*** Records supplied
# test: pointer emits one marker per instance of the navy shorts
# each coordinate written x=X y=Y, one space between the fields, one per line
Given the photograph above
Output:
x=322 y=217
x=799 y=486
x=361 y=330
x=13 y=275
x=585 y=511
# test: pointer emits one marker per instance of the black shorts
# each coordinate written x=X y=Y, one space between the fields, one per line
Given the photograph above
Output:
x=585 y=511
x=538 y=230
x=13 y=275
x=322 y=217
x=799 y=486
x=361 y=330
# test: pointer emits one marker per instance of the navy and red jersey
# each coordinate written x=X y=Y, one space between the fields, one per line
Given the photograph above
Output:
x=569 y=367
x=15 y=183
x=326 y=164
******
Written request: Recast the rows above as a Markdown table with the columns "n" and "Line," numbering each line. Start with the line containing "and red jersey", run through the end of the rows, and skip any blank lines.

Response to this exercise:
| n | Line |
|---|---|
| 1 | # test: pointer emits one marker per instance of the navy and red jersey |
| 2 | # each coordinate written x=X y=Y, one space between the fields, one per line |
| 3 | Given the photograph above |
| 4 | Output: |
| 5 | x=569 y=367 |
| 6 | x=15 y=183 |
| 7 | x=326 y=164 |